-- RECORDS FOR THIS TASK follows --

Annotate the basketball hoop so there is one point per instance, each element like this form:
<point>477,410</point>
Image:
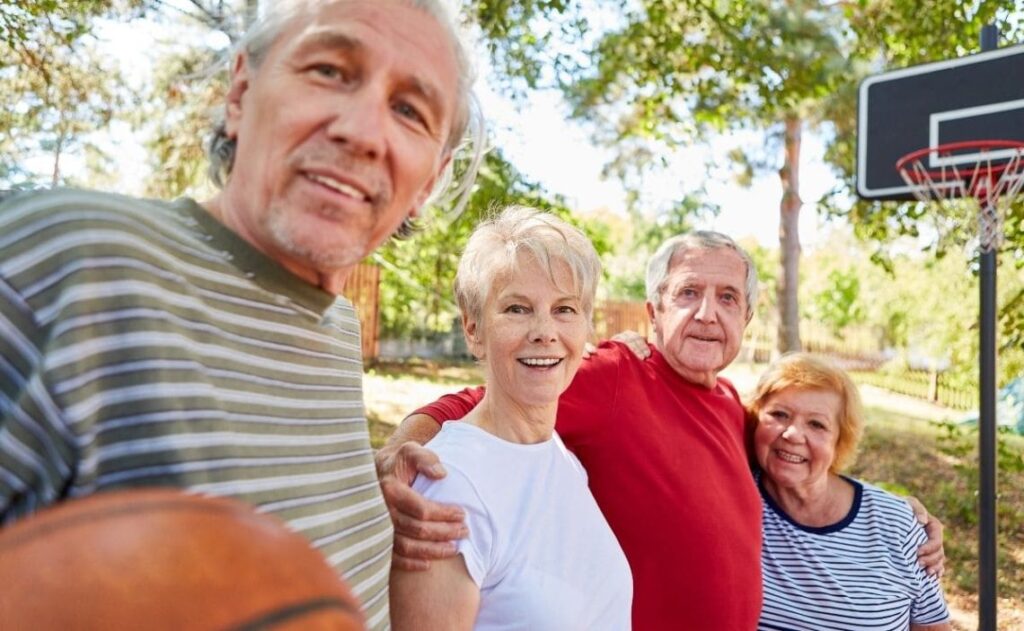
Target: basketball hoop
<point>989,171</point>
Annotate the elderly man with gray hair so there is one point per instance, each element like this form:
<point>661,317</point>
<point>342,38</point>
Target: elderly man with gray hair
<point>205,346</point>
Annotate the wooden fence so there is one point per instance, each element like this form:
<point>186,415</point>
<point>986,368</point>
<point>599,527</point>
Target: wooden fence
<point>363,290</point>
<point>613,317</point>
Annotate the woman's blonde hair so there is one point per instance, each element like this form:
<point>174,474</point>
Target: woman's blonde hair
<point>498,245</point>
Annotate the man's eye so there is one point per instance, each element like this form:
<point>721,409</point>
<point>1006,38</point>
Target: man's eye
<point>328,71</point>
<point>408,111</point>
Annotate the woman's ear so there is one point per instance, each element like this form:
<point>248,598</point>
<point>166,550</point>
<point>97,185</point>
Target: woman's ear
<point>474,336</point>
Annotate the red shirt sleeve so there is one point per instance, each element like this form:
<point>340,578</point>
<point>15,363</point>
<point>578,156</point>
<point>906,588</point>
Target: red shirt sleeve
<point>453,407</point>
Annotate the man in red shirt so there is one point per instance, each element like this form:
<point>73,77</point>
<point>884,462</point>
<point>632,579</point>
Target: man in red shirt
<point>662,440</point>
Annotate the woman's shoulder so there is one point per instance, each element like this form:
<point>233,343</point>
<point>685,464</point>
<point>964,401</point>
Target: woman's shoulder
<point>883,506</point>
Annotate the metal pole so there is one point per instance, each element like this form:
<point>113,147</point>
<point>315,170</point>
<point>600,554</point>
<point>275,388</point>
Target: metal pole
<point>987,530</point>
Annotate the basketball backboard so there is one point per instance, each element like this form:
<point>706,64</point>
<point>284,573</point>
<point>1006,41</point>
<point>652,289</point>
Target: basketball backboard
<point>976,97</point>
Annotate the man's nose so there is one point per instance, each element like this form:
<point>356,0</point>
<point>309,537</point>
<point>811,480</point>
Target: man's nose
<point>360,122</point>
<point>542,328</point>
<point>706,310</point>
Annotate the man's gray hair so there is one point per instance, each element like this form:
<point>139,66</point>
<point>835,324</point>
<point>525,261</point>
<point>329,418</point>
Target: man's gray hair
<point>498,246</point>
<point>468,135</point>
<point>657,266</point>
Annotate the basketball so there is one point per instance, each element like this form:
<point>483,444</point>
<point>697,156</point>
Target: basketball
<point>165,559</point>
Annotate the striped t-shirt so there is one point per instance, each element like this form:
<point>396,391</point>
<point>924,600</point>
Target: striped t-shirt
<point>143,343</point>
<point>859,574</point>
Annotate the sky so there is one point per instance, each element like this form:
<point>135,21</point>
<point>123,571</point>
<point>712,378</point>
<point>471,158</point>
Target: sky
<point>550,151</point>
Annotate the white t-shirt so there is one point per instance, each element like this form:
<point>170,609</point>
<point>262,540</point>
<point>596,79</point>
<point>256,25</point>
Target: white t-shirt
<point>539,547</point>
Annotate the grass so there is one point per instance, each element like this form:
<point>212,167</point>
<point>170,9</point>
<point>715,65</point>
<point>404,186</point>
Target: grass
<point>900,452</point>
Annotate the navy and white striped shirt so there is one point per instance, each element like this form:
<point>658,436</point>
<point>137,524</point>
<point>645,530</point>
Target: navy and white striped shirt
<point>861,573</point>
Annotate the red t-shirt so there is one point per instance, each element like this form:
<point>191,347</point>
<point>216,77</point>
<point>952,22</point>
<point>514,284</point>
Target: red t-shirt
<point>668,466</point>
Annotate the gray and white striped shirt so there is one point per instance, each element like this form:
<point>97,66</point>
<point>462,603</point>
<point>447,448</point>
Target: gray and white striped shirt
<point>143,343</point>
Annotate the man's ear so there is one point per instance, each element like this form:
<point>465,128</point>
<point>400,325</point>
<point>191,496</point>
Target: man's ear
<point>474,337</point>
<point>421,199</point>
<point>236,93</point>
<point>650,316</point>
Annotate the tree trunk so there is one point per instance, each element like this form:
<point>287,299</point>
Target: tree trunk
<point>788,238</point>
<point>252,11</point>
<point>57,150</point>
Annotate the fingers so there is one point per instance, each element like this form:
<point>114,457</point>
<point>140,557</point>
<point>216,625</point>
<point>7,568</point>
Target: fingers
<point>431,526</point>
<point>415,555</point>
<point>932,554</point>
<point>635,342</point>
<point>401,499</point>
<point>418,459</point>
<point>919,510</point>
<point>407,461</point>
<point>416,552</point>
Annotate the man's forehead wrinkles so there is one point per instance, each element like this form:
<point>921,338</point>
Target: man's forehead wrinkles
<point>332,39</point>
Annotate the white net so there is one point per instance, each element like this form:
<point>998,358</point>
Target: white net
<point>994,180</point>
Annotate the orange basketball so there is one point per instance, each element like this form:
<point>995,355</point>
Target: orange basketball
<point>165,559</point>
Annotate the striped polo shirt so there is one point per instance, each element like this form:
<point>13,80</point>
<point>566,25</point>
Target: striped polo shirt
<point>143,343</point>
<point>860,574</point>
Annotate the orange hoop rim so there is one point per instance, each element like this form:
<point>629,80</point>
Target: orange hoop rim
<point>911,167</point>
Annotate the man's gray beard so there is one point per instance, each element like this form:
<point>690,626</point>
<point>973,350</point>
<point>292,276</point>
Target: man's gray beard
<point>321,261</point>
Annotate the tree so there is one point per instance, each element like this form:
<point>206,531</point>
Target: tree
<point>56,89</point>
<point>675,72</point>
<point>417,298</point>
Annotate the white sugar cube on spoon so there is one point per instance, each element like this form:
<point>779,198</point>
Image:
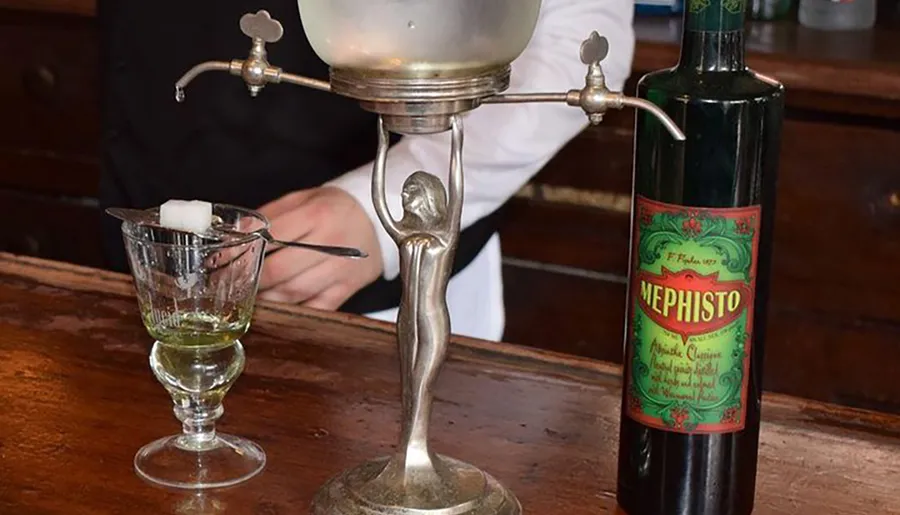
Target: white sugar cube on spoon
<point>186,215</point>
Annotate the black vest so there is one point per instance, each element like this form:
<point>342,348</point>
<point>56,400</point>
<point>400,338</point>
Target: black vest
<point>221,145</point>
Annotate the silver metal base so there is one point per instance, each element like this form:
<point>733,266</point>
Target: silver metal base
<point>419,105</point>
<point>379,487</point>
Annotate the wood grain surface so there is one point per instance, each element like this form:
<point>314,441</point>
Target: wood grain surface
<point>320,393</point>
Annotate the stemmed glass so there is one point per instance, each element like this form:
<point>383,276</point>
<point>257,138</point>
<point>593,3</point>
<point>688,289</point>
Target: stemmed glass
<point>196,298</point>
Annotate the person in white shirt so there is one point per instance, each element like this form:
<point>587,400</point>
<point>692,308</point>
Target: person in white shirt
<point>240,142</point>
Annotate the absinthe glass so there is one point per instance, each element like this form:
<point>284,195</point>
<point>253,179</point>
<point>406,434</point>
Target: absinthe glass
<point>196,297</point>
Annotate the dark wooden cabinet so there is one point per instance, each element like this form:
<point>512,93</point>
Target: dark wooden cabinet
<point>834,331</point>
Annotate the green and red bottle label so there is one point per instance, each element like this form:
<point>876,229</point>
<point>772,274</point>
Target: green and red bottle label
<point>691,315</point>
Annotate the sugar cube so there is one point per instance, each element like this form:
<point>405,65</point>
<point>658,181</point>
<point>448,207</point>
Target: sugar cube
<point>186,215</point>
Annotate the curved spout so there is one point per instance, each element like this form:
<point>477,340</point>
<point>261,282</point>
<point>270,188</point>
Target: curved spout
<point>192,74</point>
<point>646,105</point>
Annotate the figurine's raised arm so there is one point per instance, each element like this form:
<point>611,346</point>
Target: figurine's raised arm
<point>455,195</point>
<point>379,197</point>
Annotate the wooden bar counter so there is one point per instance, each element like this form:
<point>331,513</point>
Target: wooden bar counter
<point>321,393</point>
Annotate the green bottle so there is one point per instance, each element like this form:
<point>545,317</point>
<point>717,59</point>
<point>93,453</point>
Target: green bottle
<point>702,223</point>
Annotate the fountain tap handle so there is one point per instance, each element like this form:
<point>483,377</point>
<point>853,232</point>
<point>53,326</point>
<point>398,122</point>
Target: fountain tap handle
<point>255,70</point>
<point>594,49</point>
<point>261,26</point>
<point>262,29</point>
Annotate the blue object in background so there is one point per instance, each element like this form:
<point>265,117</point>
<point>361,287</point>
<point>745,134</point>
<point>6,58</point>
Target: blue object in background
<point>658,7</point>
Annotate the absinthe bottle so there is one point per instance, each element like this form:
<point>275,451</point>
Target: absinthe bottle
<point>700,262</point>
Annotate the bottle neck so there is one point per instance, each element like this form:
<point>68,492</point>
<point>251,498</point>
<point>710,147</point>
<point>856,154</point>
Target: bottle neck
<point>713,38</point>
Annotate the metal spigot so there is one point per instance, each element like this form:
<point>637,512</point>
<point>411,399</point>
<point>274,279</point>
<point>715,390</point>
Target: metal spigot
<point>256,71</point>
<point>594,98</point>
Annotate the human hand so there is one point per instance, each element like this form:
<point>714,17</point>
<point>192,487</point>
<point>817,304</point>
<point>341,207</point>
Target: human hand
<point>327,216</point>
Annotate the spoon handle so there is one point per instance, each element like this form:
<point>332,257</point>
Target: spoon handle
<point>325,249</point>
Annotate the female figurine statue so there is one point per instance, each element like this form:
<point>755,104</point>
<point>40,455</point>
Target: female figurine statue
<point>427,237</point>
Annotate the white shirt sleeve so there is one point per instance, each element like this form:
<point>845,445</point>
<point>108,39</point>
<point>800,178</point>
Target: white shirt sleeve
<point>506,145</point>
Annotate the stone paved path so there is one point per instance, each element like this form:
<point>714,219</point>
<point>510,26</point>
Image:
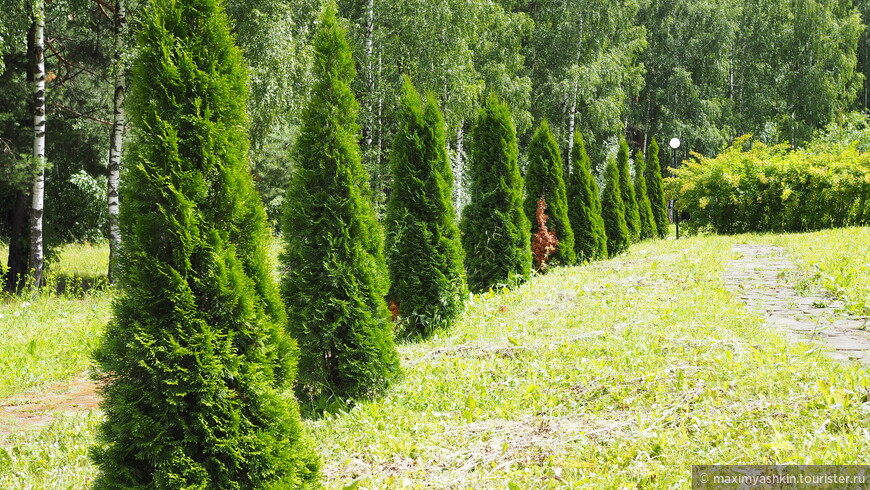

-- RECORDS FOR THIS TASK concluded --

The lines above, starting at the one with "<point>191,496</point>" and ending at the one with "<point>998,358</point>", are the only ones to return, exactly as written.

#### TASK RESPONSE
<point>191,496</point>
Target: man's ear
<point>474,337</point>
<point>421,199</point>
<point>236,93</point>
<point>650,316</point>
Annotate the tree trunk so there is one point per instance, each element like this form:
<point>287,299</point>
Target: tree trunk
<point>788,238</point>
<point>252,11</point>
<point>57,150</point>
Annotate the fingers so there is one point per instance, each element like this form:
<point>114,457</point>
<point>140,557</point>
<point>216,625</point>
<point>7,568</point>
Target: fingers
<point>431,526</point>
<point>415,555</point>
<point>932,554</point>
<point>635,342</point>
<point>401,499</point>
<point>418,459</point>
<point>919,510</point>
<point>407,461</point>
<point>416,552</point>
Annotate the man's forehead wrinkles so there is one point per instance, each element like this form:
<point>921,338</point>
Target: man's forehead wrinkles
<point>332,39</point>
Annotate the white net so there is one point per instance, each element like this form:
<point>998,358</point>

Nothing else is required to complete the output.